De Noël à Pâques, de Dickens à Khomiakov, la métamorphose d’un texte.
En 1843, Charles Dickens publie à Londres une nouvelle pour la jeunesse : A Christmas Carol in prose being : A Ghost Story of Christmas.
L’année suivante, en Russie, Alexis S. Khomiakov traduit le texte, ou plutôt, l’adapte. Il faut attendre 2019 pour qu’il paraisse en français pour la première fois, sous le titre : Le Dimanche Lumineux (éditions Apostolia Junior, 2019). La couverture inspirée d’Ivan Kuleff (1) ne raconte rien, mais explique tout : Christmas Carol est un livre pour la jeunesse, pas Le Dimanche lumineux.
Malgré des ressemblances évidentes, le plan est le même, les épisodes se suivent dans le même ordre mais il ne s’agit pas du même livre et bien que peu d’éléments aient été transformés, Khomiakov, qui décale le récit, ne traite pas le même sujet que Dickens. Le glissement, qui peut sembler un détail : l’histoire se passe non plus la veille de la Nativité, mais celle de Pâques, est fondamental ; Dickens privilégie l’Incarnation, Khomiakov la Résurrection. Mais en passant de Noël à Pâques, on quitte le réalisme occidental pour une conception spirituelle orientale, on abandonne le protestantisme anglais pour l’orthodoxie russe. Or, rien n’est plus juste que ce décentrage vers Pâques, car le récit n’est pas celui d’une incarnation. Le vieux grigou, quand commence l’histoire, est très bien incarné : âgé, méchant, avare, l’âme racornie. Ses rencontres successives avec les spectres provoquent un cheminement jusqu’à la résurrection de son âme. Pâques est donc une nécessité organique dans la nouvelle de Khomiakov, qui abandonne le décor attendrissant de Noël et ne se soucie pas du caractère social dont elle est investie chez Dickens, pour montrer une marche vers la libération.
Dès lors, tout le récit s’intègre dans ce changement de perspective. Les descriptions qui, chez Dickens, plantent un décor, chez Khomiakov sont des visions de l’âme : les intérieurs des maisons, les rivages sauvages, le phare en pleine mer, la neige sur un talus, ou ces brèves images qui semblent de science fiction où la ville s’enfonce dans la terre. Rien n’est décor dans Le Dimanche Lumineux, les descriptions sont nécessaires et leur beauté tient à ce qu’elles sont un reflet, une traduction, une adaptation de la réalité du retournement progressif d’un être qui avait perdu, avec son âme, son cœur. Ainsi, chaque nuage, chaque lune correspond à un mouvement de l’esprit en train de renaître, brisant la gangue de mortelles passions pour découvrir la beauté résurrectionnelle du Dimanche Lumineux, passerelle d’éternité.

CONSIGNE » Recopiez l'extrait sur Dickens et Khomiakov à partir de « L’année suivante, en » jusqu'à « Le Dimanche lumineux. » inclus. Appuyez-vous uniquement sur l'extrait.

DONNÉES ENREGISTRÉES »
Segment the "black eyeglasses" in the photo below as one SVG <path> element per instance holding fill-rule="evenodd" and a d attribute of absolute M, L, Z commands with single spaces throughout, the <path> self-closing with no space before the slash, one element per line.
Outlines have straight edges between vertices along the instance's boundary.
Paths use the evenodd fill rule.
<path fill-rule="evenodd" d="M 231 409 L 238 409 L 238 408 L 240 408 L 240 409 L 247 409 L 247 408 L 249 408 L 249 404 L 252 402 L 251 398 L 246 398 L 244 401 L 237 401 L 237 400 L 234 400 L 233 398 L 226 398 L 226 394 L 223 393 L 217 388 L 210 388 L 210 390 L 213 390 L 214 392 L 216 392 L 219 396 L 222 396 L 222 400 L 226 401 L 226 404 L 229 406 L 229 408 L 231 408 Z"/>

RÉSULTAT »
L’année suivante, en Russie, Alexis S. Khomiakov traduit le texte, ou plutôt, l’adapte. Il faut attendre 2019 pour qu’il paraisse en français pour la première fois, sous le titre : Le Dimanche Lumineux (éditions Apostolia Junior, 2019). La couverture inspirée d’Ivan Kuleff (1) ne raconte rien, mais explique tout : Christmas Carol est un livre pour la jeunesse, pas Le Dimanche lumineux.